**本文**:
まず東京・城西高3年だった16年リオデジャネイロ・オリンピック(五輪)の選考を兼ねた同年の日本選手権1週間前。高校総体南関東大会の男子400メートルリレーに第1走者で出場後、人影が少なくなったバックストレートで腰に巻きチューブをつけ、高速の感覚を体に染み込ませる練習をしている最中だった。突如、倒れ込んだ。応急処置を受け、水の入った大きな青いプラスチックのバケツの中に体ごとすっぽりと入れられた。自力で動けず、チームメート10人以上に囲まれて、台車で運ばれた。左太ももの肉離れ。熱望する五輪挑戦を断念するしかなかった。

世界ユース選手権2冠など恵まれた才能に任せ、走っていた自分とおさらばした。焦りを抑え、海外を回り、多くの人の話に耳を傾けた。体の軸の使い方や体重移動など貪欲に学んだ。

17年世界選手権200メートル予選後に右太もも裏に張りが出た。18歳157日と史上最年少で決勝に進むも、その後のシーズンは休養を余儀なくされた。18年5月にも右脚付け根を痛め、走り始めたのは同年8月。脚に負担のかからないリハビリを重ね、バランスよく体を鍛えた。走れない時間、屈辱と向き合い、貴重な成長の糧にした。

**実施課題**:
1. 本文によると、17年世界選手権200メートルで決勝に進んだときの年齢はいくつか。
2. 下のリストで文字列「background」を含む行がいくつあるか、数だけを答えてください。大文字と小文字は区別する。

**演習用リスト**:
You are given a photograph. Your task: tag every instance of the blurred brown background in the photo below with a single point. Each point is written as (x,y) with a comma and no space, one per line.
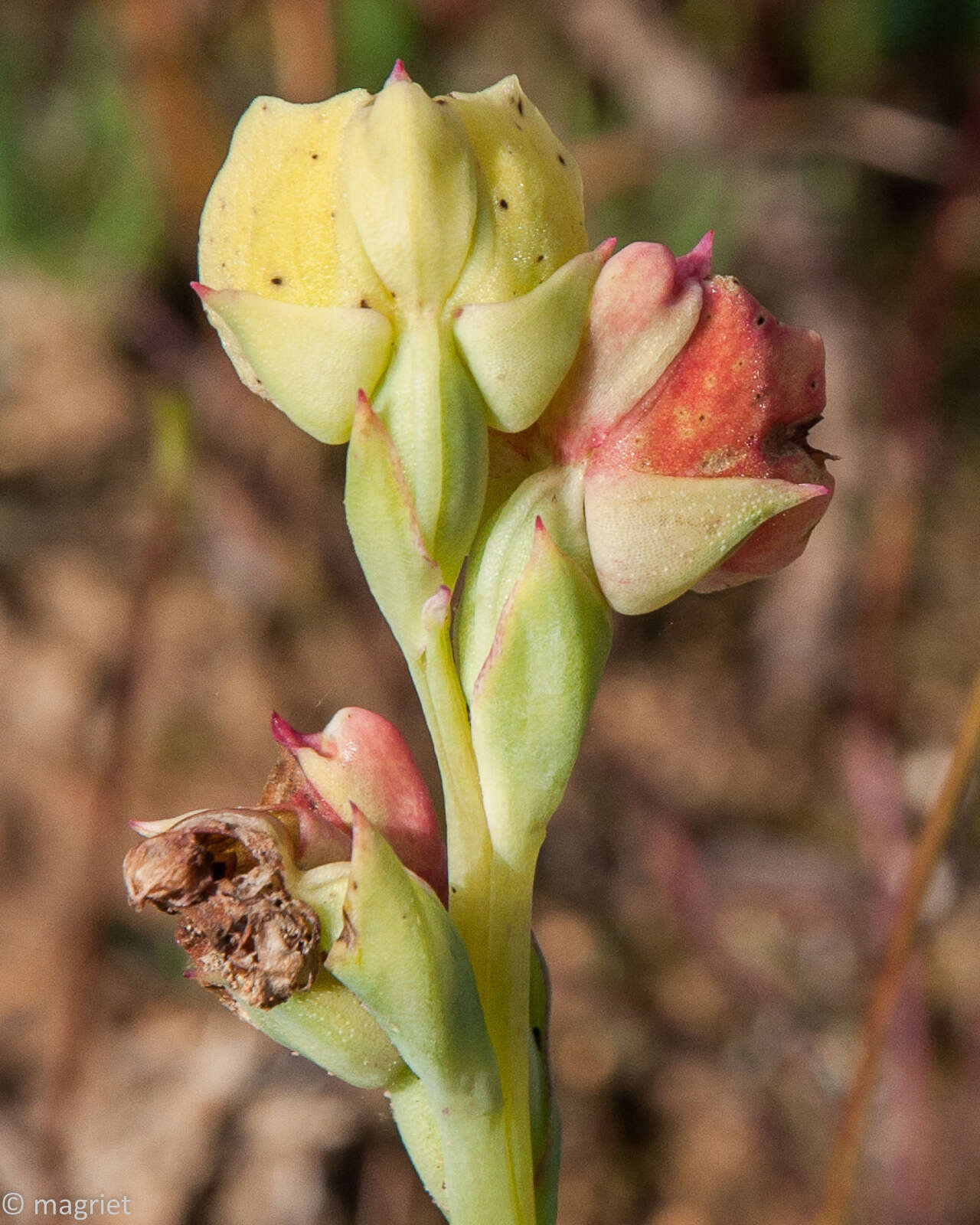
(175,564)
...
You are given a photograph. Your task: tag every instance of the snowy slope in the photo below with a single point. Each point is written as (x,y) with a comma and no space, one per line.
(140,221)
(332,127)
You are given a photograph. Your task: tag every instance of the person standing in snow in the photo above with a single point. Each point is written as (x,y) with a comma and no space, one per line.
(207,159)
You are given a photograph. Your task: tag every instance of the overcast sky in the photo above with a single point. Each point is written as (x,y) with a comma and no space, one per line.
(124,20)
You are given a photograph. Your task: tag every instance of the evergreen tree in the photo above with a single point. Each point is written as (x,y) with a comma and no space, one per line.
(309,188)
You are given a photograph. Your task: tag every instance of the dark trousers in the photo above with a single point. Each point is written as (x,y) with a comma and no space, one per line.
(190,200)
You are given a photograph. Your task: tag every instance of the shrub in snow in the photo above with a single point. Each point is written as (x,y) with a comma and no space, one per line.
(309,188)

**解答一覧**:
1. 18歳157日

2. 1